__Aim of the task__. May I please have every record restated word for word, with the images left out?

__Data under study__.
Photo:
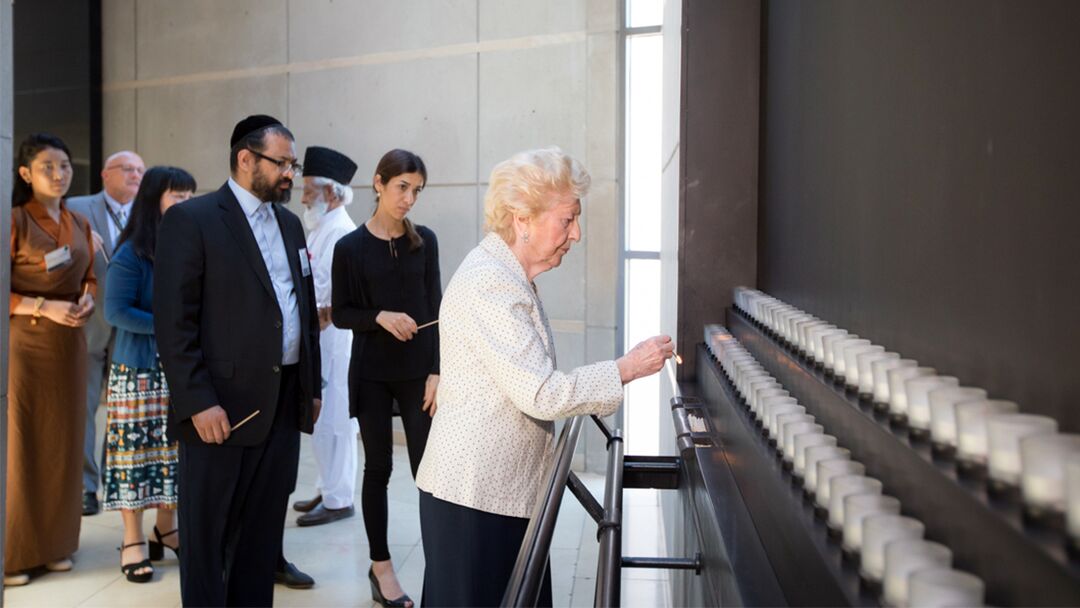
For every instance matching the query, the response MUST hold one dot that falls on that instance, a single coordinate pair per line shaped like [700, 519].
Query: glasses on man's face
[129, 169]
[284, 165]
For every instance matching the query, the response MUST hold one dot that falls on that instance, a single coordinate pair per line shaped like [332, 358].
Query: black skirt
[470, 554]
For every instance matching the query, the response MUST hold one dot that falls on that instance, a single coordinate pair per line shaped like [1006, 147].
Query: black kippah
[324, 162]
[248, 125]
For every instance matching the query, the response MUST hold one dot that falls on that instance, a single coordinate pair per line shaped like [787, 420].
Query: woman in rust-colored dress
[52, 296]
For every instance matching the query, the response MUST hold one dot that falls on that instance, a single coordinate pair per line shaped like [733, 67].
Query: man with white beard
[326, 192]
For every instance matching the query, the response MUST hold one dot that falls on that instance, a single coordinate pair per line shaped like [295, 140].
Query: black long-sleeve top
[370, 274]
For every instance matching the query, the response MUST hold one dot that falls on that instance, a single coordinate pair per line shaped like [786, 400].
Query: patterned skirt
[139, 460]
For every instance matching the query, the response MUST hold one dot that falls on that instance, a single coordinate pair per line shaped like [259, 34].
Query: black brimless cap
[324, 162]
[248, 125]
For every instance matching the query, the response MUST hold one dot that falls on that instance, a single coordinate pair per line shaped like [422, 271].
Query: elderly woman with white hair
[500, 390]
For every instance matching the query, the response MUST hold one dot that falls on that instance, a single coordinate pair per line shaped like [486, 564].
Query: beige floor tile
[337, 556]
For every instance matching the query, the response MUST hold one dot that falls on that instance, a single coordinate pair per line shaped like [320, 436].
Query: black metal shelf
[1021, 564]
[777, 545]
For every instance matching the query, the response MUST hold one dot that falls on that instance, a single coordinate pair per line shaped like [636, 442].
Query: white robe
[335, 436]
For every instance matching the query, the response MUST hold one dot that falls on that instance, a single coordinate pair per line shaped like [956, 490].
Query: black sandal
[131, 570]
[158, 545]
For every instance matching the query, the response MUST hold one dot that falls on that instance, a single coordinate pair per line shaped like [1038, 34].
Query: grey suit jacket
[93, 207]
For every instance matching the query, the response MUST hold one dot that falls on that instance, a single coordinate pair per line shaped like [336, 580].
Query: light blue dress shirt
[264, 223]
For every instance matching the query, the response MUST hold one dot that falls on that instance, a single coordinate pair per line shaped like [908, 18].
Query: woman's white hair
[525, 184]
[341, 191]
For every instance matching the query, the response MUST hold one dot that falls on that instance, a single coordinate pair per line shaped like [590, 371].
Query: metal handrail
[524, 588]
[609, 535]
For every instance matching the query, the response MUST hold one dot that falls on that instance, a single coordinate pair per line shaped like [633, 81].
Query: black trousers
[232, 503]
[374, 409]
[470, 554]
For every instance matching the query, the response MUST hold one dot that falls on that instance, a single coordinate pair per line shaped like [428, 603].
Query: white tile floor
[336, 555]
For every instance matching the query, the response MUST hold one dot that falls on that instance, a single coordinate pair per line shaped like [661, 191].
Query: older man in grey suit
[107, 212]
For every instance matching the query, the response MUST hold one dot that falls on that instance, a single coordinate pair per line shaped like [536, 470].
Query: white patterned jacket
[499, 392]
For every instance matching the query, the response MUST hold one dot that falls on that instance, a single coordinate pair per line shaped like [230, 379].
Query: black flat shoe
[90, 504]
[293, 578]
[321, 515]
[131, 570]
[158, 545]
[305, 505]
[402, 602]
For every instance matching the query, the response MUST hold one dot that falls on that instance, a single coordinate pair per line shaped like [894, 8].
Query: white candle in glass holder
[858, 508]
[842, 486]
[807, 333]
[827, 340]
[796, 430]
[851, 375]
[1042, 461]
[783, 420]
[839, 352]
[769, 403]
[1072, 497]
[793, 326]
[1004, 431]
[918, 397]
[879, 530]
[761, 395]
[936, 588]
[880, 370]
[865, 362]
[745, 369]
[815, 455]
[758, 386]
[829, 469]
[743, 384]
[903, 557]
[898, 390]
[972, 443]
[818, 341]
[778, 410]
[805, 442]
[943, 411]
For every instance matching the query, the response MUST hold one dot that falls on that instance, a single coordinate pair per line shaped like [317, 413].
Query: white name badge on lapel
[305, 262]
[57, 258]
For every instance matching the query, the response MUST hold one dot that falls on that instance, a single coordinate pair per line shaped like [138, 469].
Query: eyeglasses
[284, 165]
[127, 169]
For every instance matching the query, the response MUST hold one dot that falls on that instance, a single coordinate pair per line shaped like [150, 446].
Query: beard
[268, 188]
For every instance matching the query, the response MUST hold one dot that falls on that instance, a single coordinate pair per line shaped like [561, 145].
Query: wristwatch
[37, 309]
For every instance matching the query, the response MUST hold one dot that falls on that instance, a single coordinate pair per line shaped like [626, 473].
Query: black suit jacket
[217, 321]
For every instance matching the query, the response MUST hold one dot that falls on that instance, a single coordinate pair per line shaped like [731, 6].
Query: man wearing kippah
[238, 335]
[326, 176]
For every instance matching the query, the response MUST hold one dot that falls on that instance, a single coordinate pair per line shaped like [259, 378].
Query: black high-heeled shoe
[158, 545]
[402, 602]
[131, 570]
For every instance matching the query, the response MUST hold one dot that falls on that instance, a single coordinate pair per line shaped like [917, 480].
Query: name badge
[57, 258]
[305, 262]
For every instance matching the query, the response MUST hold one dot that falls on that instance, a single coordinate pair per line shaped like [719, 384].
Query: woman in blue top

__Response area__.
Photo:
For every instance matching the query, the response MUST hold one dot that falls on that instance, a single coordinate pair per line shaped like [700, 519].
Query: glasses on man's face
[129, 169]
[284, 165]
For every instance matching the query, the response MUST hold one dot that falls on that instance, a single coordinate pair per line shaped like [332, 358].
Query: black skirt
[470, 554]
For every instance matching the query, the response MUST hold one dot that falls on that instance, a single coordinate pair per line shaped like [1006, 147].
Query: black kippah
[324, 162]
[248, 125]
For every instance matching the query, the response MUST hold one dot that falls on that instance, a single coordinate pair per line shaped like [787, 420].
Query: woman in rust-colored dress
[52, 296]
For every instance matching the query, the response MUST hold one dot that falls on that instance, a single coordinate pair per line shaped like [733, 67].
Query: man with white beard
[326, 192]
For every instance matching the query, the response MUST hold one dot that falls on that instance, a single coordinate pair per line shaped like [295, 140].
Query: black long-sleeve top
[370, 274]
For every instance matching the query, the response MUST hold one dot that falls on that instance, a single coordinate pair per line shaped like [786, 400].
Query: patterned skirt
[139, 460]
For every instance matching the query, the response MUST hold one dot that falls on that instance, a single coordinate pair per line shaped like [259, 34].
Query: black brimless cap
[324, 162]
[248, 125]
For every instance matching the query, the response MUST hold one dot that falls on that instance, a single coordinate pair per line shaped like [422, 271].
Query: elderly woman with white hair
[500, 390]
For every instance matching the query, the response MUST hold one dot that falls on that instance, a single coordinate pair per line shaped like [486, 564].
Query: beige floor tile
[337, 556]
For every instance matching the query, the response MUST hold one dot that falls on that instance, a single coordinate pair per line shaped like [320, 436].
Query: black metal shelf
[1021, 564]
[777, 545]
For every instance matching the query, the response MUST hold one dot that falls on that instance, a single coordinate pair per line shaped like [636, 442].
Query: white robe
[335, 436]
For every instance matching the query, the response MUST hold one dot that falls on that instance, a single coordinate pair per line shaped like [956, 490].
Query: black sandal
[131, 570]
[158, 545]
For every instance matching the query, the response MUST hold one dot that falls on that instance, a single coordinate pair per line shaped like [1038, 34].
Query: grey suit jacket
[93, 207]
For every instance matching the query, the response MUST hold one dot that falls on that instance, a single coordinate pair per line shaped like [336, 580].
Query: light blue dress shirt
[264, 223]
For every instance matching the query, the response MUST hold one dot that falls on that instance, a single coordinate pair per line shaped like [908, 18].
Query: woman's white hair
[525, 184]
[341, 191]
For every instance matching the query, the response MUST hold one dot that falls on that instance, a single coordinate pair per line shaped like [590, 371].
Query: metal handrail
[524, 588]
[609, 535]
For every instance matching the query, the response MUST hold one dot that falls on that instance, a single coordinate pair per line shaped like [633, 81].
Query: black trousers
[232, 503]
[374, 409]
[470, 554]
For every instance matching the query, the response MUST hold one dot that falls on that instance, a single coordinate pair per line shaped like [428, 603].
Query: white tile floor
[336, 555]
For every instance matching the query, the response MUST hold one dot that falls on that instance, a single coordinate pair per line shaped like [661, 191].
Query: older man in grey suit
[107, 212]
For every instance matching the query, the response MUST hold one dot that falls on that instance, a single coordinate pair per line shaped like [536, 470].
Query: white patterned jacket
[499, 392]
For every instance matching the query, the response MUST hold one dot that falls on that instance, a single coordinate pair per line shaped like [230, 379].
Query: black flat shoe
[90, 504]
[293, 578]
[321, 515]
[131, 570]
[158, 545]
[305, 505]
[402, 602]
For every instance matching the query, the response MUST hold one dot that falls on that instance, a single coordinate pair per line shaped like [894, 8].
Query: white candle in glass holder
[858, 508]
[842, 486]
[807, 333]
[827, 340]
[796, 430]
[851, 375]
[1042, 461]
[783, 420]
[839, 352]
[769, 403]
[1072, 497]
[793, 326]
[1004, 431]
[918, 397]
[879, 530]
[761, 395]
[936, 588]
[880, 370]
[865, 362]
[745, 369]
[815, 455]
[758, 386]
[829, 469]
[743, 384]
[903, 557]
[898, 390]
[972, 443]
[818, 341]
[778, 410]
[805, 442]
[943, 411]
For every instance matching the query, the response MUST hold one dot that falls on that instance, a single coordinate pair per line shaped like [317, 413].
Query: white name badge on lapel
[305, 262]
[57, 258]
For every instance matching the query, the response MUST hold one dot that falls on that instance, a single coordinate pair per line shaped like [138, 469].
Query: eyeglasses
[284, 165]
[127, 169]
For every instance matching the query, the response MUST hold one dot that falls on that instance, a single coordinate pair per line shaped like [150, 446].
Query: beard
[268, 188]
For every instance matching the query, the response MUST hold one dot that falls on that instance, a single coordinate pair per line shaped like [561, 145].
Query: wristwatch
[37, 309]
For every instance matching the query, the response MUST hold one dot that falls on that instance, a single coordinate pair per line shaped like [626, 473].
Query: black suit jacket
[217, 321]
For every instance matching the query, the response MUST hold one dot that falls on that instance, a single coordinate pair per line shaped like [731, 6].
Query: man wearing kippah
[238, 335]
[326, 176]
For every instance matching the query, the response MUST hold one dot that falls on that instance, a single coordinate pair per line shaped like [259, 378].
Query: black high-heeled shoe
[158, 545]
[402, 602]
[131, 570]
For every instance matching the query, the response MUST hold one dot that falls on that instance, a single coordinate pair per line shaped like [917, 480].
Query: name badge
[57, 258]
[305, 262]
For every instance matching the query, the response MUST hold one dot that falls on that instance, a single coordinate pair per line shaped like [719, 384].
Query: woman in blue top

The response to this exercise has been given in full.